**Stated goal**
Reproduce word for word the part of the marriage article below that runs from "These are, without" up to and including "outside of wedlock].".

**Extracted text**
──────

Seeing Marriage More Clearly

What is marriage?  And how should people go about having a good one? 

These are, without a doubt, fundamentally important questions, both for individuals and our society as a whole.  New research by Dave and Amber Lapp among working class young adults (i.e., those with a high school diploma but no college degree) provides a look at how at least some Americans view the answers. What did they find?  They explain in a recent article at The Public Discourse:

Even as working class young adults dream of love, commitment, permanence, and family, they inherit a cultural story about love and marriage that frustrates those longings.  And while there are other factors—both economic and social—this inadequate philosophy of love and marriage helps to account for the “new normal” [of the high rate of births outside of wedlock].

──────

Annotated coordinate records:
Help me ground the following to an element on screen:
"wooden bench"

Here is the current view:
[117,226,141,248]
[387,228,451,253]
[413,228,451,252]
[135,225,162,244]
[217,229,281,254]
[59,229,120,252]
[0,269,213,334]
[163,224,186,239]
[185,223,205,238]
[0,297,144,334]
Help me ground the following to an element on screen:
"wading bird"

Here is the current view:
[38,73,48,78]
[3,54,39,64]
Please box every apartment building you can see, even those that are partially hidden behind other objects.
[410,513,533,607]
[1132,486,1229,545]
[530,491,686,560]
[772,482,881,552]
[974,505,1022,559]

──────

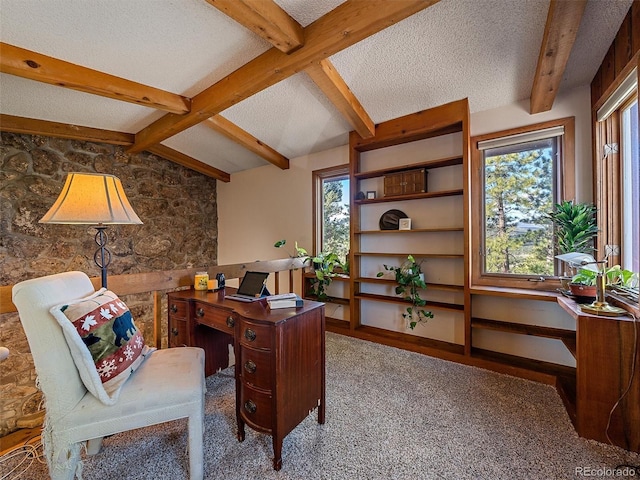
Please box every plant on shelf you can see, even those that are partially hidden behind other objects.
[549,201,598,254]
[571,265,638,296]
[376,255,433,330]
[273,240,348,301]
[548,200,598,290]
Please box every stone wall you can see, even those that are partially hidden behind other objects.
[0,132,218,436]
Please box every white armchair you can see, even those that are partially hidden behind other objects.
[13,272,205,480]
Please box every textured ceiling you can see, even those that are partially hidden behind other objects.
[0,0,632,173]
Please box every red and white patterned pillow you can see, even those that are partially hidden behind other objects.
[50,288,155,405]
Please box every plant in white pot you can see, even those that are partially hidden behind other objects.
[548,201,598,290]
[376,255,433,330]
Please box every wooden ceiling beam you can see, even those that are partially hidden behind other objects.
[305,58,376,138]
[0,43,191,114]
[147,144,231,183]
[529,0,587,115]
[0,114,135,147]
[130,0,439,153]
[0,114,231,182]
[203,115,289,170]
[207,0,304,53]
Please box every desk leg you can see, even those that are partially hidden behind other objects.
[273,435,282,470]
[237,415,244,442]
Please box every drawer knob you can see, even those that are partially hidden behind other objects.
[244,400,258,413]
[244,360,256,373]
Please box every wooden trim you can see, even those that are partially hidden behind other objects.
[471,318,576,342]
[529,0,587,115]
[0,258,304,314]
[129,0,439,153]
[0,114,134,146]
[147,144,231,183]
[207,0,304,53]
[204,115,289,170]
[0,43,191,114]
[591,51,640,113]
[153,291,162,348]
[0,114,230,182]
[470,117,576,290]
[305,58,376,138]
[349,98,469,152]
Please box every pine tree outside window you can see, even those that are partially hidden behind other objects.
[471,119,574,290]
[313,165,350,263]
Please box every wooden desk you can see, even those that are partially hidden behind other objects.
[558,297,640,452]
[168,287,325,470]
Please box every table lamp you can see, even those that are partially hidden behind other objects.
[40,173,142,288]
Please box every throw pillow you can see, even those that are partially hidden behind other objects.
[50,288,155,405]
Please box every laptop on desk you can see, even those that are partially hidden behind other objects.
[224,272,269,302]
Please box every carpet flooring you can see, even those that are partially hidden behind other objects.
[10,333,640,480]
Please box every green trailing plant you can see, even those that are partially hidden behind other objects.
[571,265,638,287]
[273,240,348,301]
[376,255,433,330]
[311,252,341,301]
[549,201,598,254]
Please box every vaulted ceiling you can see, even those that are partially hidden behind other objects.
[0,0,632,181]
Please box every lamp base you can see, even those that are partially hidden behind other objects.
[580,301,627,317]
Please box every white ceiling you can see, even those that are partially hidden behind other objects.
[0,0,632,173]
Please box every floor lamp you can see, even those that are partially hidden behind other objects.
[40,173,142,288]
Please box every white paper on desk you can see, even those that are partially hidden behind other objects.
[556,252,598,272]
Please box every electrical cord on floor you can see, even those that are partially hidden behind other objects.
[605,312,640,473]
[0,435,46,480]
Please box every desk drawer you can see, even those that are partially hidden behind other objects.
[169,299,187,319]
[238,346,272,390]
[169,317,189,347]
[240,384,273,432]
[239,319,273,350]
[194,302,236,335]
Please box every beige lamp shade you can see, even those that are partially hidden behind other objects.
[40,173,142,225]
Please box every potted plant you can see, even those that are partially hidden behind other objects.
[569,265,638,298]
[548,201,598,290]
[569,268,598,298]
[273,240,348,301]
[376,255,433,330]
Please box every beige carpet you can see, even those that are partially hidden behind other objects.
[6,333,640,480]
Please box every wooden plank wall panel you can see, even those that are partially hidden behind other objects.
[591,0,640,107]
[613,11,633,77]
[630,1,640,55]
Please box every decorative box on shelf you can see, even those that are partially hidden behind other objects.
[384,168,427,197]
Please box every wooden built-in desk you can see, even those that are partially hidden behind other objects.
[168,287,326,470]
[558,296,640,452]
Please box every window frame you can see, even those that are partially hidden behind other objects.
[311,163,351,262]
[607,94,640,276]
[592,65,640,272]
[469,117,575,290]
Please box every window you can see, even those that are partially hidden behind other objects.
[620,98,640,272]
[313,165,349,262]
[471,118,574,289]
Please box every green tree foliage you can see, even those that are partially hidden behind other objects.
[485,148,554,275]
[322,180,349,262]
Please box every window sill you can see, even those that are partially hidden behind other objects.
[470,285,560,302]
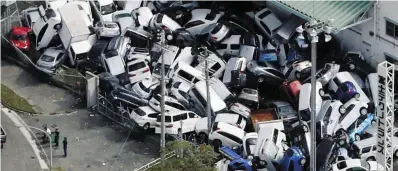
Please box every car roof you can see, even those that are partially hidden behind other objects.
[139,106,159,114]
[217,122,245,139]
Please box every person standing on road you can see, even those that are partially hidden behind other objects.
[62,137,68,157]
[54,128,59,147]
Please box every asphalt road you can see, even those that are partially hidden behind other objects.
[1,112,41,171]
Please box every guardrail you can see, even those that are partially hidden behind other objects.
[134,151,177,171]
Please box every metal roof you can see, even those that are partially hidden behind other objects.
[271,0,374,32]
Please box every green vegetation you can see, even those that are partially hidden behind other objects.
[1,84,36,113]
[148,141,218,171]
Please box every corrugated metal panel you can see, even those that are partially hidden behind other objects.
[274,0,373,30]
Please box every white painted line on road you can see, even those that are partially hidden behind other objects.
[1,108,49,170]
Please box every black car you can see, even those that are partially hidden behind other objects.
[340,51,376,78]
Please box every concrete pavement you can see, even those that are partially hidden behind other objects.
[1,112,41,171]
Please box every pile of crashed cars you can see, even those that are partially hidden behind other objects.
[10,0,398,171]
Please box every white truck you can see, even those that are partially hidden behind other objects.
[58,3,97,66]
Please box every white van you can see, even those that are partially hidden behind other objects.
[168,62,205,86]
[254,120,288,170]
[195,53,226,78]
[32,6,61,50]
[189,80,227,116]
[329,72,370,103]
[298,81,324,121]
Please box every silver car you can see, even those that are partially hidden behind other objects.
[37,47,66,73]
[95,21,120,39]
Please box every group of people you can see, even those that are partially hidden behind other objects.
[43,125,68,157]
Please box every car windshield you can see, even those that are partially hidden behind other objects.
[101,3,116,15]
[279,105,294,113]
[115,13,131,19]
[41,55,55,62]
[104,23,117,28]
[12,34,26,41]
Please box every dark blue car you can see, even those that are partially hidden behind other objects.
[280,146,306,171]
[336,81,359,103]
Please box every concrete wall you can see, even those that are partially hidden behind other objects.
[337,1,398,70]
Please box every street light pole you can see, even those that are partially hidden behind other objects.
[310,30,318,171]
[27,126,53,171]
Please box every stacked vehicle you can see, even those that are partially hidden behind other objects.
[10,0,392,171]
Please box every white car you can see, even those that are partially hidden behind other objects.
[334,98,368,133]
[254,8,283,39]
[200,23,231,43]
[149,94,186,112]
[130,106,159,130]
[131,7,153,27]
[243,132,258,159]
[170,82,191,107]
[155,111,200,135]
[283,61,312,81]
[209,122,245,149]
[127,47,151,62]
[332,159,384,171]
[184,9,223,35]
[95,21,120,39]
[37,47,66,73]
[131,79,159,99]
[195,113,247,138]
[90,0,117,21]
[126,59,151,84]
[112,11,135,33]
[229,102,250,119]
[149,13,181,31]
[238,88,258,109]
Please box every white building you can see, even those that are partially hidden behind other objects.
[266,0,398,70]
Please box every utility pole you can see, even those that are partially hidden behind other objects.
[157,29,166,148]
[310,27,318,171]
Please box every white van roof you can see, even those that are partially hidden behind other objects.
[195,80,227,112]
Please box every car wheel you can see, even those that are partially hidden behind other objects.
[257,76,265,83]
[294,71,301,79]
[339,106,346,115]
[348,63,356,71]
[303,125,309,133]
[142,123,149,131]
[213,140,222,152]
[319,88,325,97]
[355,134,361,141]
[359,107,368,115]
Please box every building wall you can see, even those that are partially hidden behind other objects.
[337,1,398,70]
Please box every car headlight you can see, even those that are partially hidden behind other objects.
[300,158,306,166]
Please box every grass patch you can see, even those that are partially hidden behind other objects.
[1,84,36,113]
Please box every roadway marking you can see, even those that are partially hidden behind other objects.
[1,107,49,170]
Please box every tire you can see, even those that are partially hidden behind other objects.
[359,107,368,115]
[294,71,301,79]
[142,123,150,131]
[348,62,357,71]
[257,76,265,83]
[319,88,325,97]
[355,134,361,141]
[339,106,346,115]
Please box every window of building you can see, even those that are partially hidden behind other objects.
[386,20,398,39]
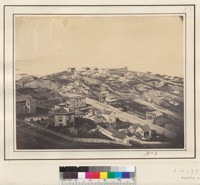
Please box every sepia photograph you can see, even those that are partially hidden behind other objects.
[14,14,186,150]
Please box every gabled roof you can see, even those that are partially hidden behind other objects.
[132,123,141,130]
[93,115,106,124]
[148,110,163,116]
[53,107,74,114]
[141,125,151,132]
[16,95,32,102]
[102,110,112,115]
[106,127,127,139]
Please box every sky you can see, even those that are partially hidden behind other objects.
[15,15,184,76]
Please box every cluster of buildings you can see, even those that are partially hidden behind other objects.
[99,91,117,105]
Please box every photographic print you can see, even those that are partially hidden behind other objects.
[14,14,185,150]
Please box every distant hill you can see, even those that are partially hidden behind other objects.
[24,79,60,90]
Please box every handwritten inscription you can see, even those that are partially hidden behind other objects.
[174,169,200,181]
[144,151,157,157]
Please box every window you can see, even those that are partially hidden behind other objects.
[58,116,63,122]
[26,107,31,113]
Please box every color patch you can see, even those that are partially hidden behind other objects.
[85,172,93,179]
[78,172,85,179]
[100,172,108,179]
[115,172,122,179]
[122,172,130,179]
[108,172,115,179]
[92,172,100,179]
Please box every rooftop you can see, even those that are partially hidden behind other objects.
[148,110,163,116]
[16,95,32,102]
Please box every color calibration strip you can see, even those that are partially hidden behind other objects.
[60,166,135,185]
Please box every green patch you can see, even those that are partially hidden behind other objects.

──────

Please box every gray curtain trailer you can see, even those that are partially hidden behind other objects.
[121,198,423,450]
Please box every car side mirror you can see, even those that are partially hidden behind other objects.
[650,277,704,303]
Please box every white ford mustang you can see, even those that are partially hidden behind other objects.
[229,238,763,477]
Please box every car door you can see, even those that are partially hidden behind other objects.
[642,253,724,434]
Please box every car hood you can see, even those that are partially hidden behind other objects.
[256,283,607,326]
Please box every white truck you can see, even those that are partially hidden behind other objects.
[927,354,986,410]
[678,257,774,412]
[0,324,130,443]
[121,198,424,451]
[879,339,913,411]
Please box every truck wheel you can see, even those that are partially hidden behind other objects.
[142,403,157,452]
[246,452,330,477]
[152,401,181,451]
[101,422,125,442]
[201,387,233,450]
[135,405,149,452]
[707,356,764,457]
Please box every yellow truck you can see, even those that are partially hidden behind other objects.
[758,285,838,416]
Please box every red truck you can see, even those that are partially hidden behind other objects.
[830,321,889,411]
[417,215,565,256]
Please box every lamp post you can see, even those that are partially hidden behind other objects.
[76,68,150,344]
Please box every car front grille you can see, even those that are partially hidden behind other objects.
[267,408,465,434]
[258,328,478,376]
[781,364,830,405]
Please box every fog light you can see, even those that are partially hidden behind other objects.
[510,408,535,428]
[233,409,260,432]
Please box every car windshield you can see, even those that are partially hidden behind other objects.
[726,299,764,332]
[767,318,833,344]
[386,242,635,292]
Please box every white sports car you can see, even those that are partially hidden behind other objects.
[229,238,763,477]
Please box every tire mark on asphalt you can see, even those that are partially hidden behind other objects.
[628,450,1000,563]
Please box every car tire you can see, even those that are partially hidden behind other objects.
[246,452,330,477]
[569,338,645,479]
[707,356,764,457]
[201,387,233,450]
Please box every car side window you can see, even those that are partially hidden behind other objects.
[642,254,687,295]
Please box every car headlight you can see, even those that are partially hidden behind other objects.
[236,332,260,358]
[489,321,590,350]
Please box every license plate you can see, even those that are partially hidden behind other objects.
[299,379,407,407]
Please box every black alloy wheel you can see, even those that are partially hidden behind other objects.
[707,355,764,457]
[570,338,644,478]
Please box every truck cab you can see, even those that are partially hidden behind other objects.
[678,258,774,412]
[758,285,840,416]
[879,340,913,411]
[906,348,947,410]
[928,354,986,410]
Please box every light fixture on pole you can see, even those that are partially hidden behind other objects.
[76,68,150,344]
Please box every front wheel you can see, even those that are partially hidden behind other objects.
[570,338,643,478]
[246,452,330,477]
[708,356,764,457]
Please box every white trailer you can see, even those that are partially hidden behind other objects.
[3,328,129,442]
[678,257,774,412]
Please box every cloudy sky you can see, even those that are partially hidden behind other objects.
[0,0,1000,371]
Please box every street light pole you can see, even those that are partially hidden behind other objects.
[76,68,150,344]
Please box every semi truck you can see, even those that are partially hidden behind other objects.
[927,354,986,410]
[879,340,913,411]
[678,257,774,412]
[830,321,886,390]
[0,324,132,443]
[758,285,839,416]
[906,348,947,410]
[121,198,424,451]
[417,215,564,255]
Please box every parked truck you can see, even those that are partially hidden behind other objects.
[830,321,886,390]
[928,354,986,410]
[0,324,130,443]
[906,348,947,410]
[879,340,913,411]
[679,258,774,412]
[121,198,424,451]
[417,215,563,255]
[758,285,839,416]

──────

**Completed task**
These are, without a doubt, fundamentally important questions, both for individuals and our society as a whole.  New research by Dave and Amber Lapp among working class young adults (i.e., those with a high school diploma but no college degree) provides a look at how at least some Americans view the answers. What did they find?  They explain in a recent article at The Public Discourse:

Even as working class young adults dream of love, commitment, permanence, and family, they inherit a cultural story about love and marriage that frustrates those longings.  And while there are other factors—both economic and social—this inadequate philosophy of love and marriage helps to account for the “new normal” [of the high rate of births outside of wedlock].